◆ Stated problem: Write out the material below again, unchanged.

◆ Excerpted data:
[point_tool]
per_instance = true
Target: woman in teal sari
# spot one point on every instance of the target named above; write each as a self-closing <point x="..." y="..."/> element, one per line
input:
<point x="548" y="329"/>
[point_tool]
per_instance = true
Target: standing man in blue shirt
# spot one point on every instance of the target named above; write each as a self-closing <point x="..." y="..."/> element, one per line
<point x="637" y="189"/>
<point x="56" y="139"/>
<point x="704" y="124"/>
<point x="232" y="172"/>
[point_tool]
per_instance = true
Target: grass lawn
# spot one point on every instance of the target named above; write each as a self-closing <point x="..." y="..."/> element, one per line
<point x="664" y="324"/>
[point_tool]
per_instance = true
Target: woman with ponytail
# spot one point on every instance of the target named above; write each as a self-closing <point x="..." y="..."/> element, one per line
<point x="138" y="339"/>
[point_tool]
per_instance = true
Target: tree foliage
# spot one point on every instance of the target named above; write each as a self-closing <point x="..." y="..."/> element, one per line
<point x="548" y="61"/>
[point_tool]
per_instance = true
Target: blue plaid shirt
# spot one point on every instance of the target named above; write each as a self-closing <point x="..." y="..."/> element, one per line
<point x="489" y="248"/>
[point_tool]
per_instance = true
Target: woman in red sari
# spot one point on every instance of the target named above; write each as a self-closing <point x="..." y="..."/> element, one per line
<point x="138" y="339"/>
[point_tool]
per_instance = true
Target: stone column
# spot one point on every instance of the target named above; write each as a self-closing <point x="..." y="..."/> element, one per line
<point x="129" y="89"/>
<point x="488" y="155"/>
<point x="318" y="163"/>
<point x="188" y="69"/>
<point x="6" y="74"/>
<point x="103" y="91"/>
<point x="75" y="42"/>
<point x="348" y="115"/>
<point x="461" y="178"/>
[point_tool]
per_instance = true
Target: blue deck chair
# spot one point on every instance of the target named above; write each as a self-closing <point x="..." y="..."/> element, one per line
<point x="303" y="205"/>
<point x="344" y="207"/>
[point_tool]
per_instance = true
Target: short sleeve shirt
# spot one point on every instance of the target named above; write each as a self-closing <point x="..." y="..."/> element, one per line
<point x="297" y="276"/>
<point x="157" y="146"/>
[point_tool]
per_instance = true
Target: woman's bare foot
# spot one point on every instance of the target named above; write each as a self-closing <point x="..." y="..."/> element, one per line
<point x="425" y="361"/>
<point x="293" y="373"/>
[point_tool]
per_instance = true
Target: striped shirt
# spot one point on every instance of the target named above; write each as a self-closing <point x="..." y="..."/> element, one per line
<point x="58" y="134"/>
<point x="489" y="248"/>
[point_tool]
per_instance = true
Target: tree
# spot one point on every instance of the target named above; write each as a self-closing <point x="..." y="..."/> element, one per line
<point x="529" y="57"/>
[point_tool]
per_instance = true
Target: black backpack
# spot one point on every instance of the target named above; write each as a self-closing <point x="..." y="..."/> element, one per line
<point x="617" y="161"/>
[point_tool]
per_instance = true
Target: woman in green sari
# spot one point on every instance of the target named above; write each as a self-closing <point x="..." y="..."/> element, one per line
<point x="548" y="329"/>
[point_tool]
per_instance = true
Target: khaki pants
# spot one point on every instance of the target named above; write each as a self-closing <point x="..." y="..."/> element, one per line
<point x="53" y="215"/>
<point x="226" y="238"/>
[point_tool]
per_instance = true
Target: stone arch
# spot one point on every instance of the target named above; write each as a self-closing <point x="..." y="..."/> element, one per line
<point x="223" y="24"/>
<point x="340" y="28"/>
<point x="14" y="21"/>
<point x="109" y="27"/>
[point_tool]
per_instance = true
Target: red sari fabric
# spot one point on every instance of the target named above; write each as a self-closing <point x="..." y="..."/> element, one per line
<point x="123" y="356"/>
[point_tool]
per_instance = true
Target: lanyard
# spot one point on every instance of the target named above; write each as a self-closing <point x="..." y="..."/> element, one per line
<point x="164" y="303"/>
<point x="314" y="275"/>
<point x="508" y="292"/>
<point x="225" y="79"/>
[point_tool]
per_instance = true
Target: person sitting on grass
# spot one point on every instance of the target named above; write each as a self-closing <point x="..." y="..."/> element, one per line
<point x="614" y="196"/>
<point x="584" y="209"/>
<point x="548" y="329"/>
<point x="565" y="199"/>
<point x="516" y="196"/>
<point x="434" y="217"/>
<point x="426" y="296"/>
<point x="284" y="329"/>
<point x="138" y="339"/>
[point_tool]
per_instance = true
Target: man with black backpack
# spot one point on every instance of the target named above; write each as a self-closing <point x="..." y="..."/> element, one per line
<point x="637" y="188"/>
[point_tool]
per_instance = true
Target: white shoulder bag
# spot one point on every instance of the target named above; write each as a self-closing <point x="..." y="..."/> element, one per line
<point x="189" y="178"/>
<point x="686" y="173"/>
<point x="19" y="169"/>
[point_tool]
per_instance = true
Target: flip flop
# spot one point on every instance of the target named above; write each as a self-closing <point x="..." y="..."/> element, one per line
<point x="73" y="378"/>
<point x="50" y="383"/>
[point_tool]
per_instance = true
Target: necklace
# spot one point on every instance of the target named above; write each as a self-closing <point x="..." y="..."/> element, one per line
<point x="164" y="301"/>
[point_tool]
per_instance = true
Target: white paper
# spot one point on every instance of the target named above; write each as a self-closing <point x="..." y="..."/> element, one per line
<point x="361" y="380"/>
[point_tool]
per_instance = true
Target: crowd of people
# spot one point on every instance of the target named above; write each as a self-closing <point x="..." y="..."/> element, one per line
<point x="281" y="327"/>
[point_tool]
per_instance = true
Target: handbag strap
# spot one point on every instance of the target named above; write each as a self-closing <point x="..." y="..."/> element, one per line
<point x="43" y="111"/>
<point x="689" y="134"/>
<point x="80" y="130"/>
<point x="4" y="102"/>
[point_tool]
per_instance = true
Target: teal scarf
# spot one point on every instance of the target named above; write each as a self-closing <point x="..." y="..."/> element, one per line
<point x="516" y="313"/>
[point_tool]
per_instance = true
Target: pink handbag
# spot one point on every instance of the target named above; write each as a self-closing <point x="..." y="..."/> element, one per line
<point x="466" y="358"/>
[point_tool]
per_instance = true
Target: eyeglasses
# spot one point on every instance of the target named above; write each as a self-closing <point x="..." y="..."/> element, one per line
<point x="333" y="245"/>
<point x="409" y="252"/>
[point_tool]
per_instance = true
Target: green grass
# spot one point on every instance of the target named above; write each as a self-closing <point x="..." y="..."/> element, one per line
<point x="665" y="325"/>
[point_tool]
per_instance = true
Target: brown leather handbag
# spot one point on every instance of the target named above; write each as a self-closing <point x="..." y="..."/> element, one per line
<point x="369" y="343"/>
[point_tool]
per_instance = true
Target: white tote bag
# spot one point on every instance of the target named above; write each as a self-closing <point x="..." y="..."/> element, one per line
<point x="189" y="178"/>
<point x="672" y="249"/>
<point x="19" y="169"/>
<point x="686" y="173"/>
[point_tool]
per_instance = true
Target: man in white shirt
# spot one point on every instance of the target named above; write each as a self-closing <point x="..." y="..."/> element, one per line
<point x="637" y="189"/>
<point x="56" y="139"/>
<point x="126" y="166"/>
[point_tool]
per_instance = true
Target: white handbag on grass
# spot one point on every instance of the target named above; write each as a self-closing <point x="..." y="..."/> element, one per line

◆ Output for this task:
[point_tool]
per_instance = true
Target: woman in teal sari
# spot one point on every instance of the target named above; write each as a self-closing <point x="..." y="..."/> element, one per line
input:
<point x="548" y="329"/>
[point_tool]
per_instance = true
Target: standing man in blue shirt
# spot one point on every instance of the target named above; write each as a self-closing <point x="..." y="..."/> element, one per line
<point x="637" y="189"/>
<point x="56" y="139"/>
<point x="704" y="124"/>
<point x="232" y="172"/>
[point_tool]
per_instance = true
Target: grass lawn
# spot one point on every instance of the target named above; write each as a self-closing <point x="..." y="..."/> element, one per line
<point x="664" y="324"/>
[point_tool]
per_instance = true
Target: woman with ponytail
# spot one point on every instance of the target named above; write each as a self-closing <point x="..." y="..."/> element, one per line
<point x="138" y="339"/>
[point_tool]
per_instance = true
Target: tree foliage
# spot one point on every instance of the target named above; write each as a self-closing <point x="..." y="..."/> element, one per line
<point x="548" y="61"/>
[point_tool]
per_instance = true
Target: blue plaid shirt
# spot one point on every instance of the target named above; write each as a self-closing <point x="..." y="..."/> element, one per line
<point x="489" y="248"/>
[point_tool]
per_instance = true
Target: woman in red sari
# spot one point on every instance of the target named above; write each as a self-closing <point x="..." y="..."/> element, one per line
<point x="138" y="339"/>
[point_tool]
per_instance = true
Target: stone column
# spot one point on every instance of the target named above; write each as a self-closing <point x="..." y="..."/> element, one per line
<point x="129" y="89"/>
<point x="488" y="155"/>
<point x="318" y="163"/>
<point x="188" y="69"/>
<point x="6" y="74"/>
<point x="103" y="91"/>
<point x="75" y="42"/>
<point x="348" y="115"/>
<point x="461" y="178"/>
[point_tool]
per_instance = true
Target: blue deck chair
# spot one point on every instance of the target named above; write each as a self-closing <point x="..." y="..."/> element, one per line
<point x="303" y="205"/>
<point x="344" y="207"/>
[point_tool]
per_instance = true
Target: short sleeve shirt
# spot one point on every instance of the target named above; write each as a self-closing <point x="..." y="..."/> element, one per line
<point x="297" y="276"/>
<point x="157" y="146"/>
[point_tool]
per_instance = true
Target: woman's bare foot
# spot one point on every instance of the target named above; write each as a self-closing <point x="..." y="..."/> element, one per line
<point x="425" y="361"/>
<point x="293" y="373"/>
[point_tool]
per_instance = true
Target: striped shirt
# spot one point on every instance of the target named above; write each as a self-closing <point x="..." y="..."/> element, one per line
<point x="58" y="134"/>
<point x="489" y="248"/>
[point_tool]
per_instance = true
Target: tree
# spot one point on every instance of the target named above; write each as a self-closing <point x="..." y="..."/> element, one per line
<point x="529" y="57"/>
[point_tool]
per_instance = true
Target: black backpack
# spot one point on every instance of the target named above; write each as a self-closing <point x="..." y="..."/> element, one per line
<point x="617" y="161"/>
[point_tool]
per_instance = true
Target: woman in green sari
# spot one point on every instance of the target named above; write each as a self-closing <point x="..." y="..."/> element, one per line
<point x="548" y="329"/>
[point_tool]
per_instance = true
Target: khaki pants
# spot one point on every instance of the target named above; write each as a self-closing <point x="..." y="..."/> element, one per line
<point x="53" y="215"/>
<point x="226" y="238"/>
[point_tool]
per_instance = true
Target: stone arch
# spot one point on every instance of the target named above; write each as a self-closing <point x="..." y="..."/> element, one per line
<point x="223" y="24"/>
<point x="340" y="28"/>
<point x="14" y="21"/>
<point x="109" y="27"/>
[point_tool]
per_instance = true
Target: red sari fabric
# spot one point on every instance of the target named above; write each as a self-closing <point x="..." y="..."/> element, one per line
<point x="123" y="356"/>
[point_tool]
per_instance = true
Target: lanyard
# spot one point on every instance of the target named above; write each as a self-closing <point x="..." y="..."/> element, one per line
<point x="164" y="303"/>
<point x="314" y="275"/>
<point x="508" y="292"/>
<point x="225" y="79"/>
[point_tool]
per_instance = true
Target: person sitting on grass
# spot one point on every instance of the target named above; write each as a self-closing <point x="..." y="..."/> element, one per line
<point x="614" y="196"/>
<point x="584" y="209"/>
<point x="548" y="329"/>
<point x="565" y="199"/>
<point x="516" y="196"/>
<point x="434" y="217"/>
<point x="426" y="296"/>
<point x="284" y="329"/>
<point x="138" y="339"/>
[point_tool]
per_instance = true
Target: man with black backpack
# spot one point on every instance of the target named above; write each as a self-closing <point x="..." y="..."/> element, one per line
<point x="637" y="188"/>
[point_tool]
per_instance = true
Target: white shoulder bag
# spot one point on every instance of the target named above; write each as a self-closing <point x="..." y="..."/> element, one per line
<point x="189" y="178"/>
<point x="686" y="173"/>
<point x="19" y="169"/>
[point_tool]
per_instance = true
Target: flip flop
# spot one point on every instance of the target named above; write each as a self-closing <point x="..." y="..."/> element, one per line
<point x="73" y="378"/>
<point x="50" y="383"/>
[point_tool]
per_instance = true
Target: necklace
# spot one point on every instance of the target named above; write each as a self-closing <point x="..." y="..."/> element, one per line
<point x="164" y="301"/>
[point_tool]
per_instance = true
Target: white paper
# spot one point on every instance of the target named above; write each as a self-closing <point x="..." y="..."/> element, one per line
<point x="361" y="380"/>
[point_tool]
per_instance = true
Target: crowd of people
# spot one point on every instance of the target named above; write each as a self-closing <point x="..." y="..."/> element, one per line
<point x="281" y="327"/>
[point_tool]
per_instance = true
Target: handbag strap
# spot one point on every instance of the target named above; write each as a self-closing <point x="..." y="..."/> element, one per line
<point x="43" y="111"/>
<point x="689" y="134"/>
<point x="80" y="130"/>
<point x="4" y="102"/>
[point_tool]
per_instance = true
Target: teal scarf
# spot one point on every instance of the target named above; write each as a self-closing <point x="..." y="..."/> element, one per line
<point x="516" y="313"/>
[point_tool]
per_instance = true
Target: pink handbag
# spot one point on every instance of the target named above; write each as a self-closing <point x="..." y="..."/> element, one per line
<point x="466" y="358"/>
[point_tool]
per_instance = true
Target: eyeglasses
# spot one point on every instance of the target named above; write each as a self-closing <point x="..." y="..."/> element, one per line
<point x="333" y="245"/>
<point x="409" y="252"/>
[point_tool]
per_instance = true
Target: green grass
# spot one point on every instance of the target named above; write each as a self-closing <point x="..." y="..."/> element, one per line
<point x="665" y="325"/>
[point_tool]
per_instance = true
Target: brown leather handbag
# spot one point on every instance of the target named above; write each as a self-closing <point x="..." y="..."/> element, one per line
<point x="369" y="343"/>
[point_tool]
per_instance = true
Target: white tote bag
# spot one point on every instance of the target named above; write each as a self-closing <point x="..." y="..."/> element, one per line
<point x="189" y="178"/>
<point x="672" y="249"/>
<point x="19" y="169"/>
<point x="686" y="173"/>
[point_tool]
per_instance = true
Target: man in white shirt
# spot one point on every instance of the target named above; write each as a self-closing <point x="..." y="..."/> element, one per line
<point x="637" y="189"/>
<point x="56" y="139"/>
<point x="126" y="166"/>
[point_tool]
per_instance = true
Target: white handbag on grass
# spot one point on every instance of the target named above; write each as a self-closing <point x="..." y="..."/> element, one per line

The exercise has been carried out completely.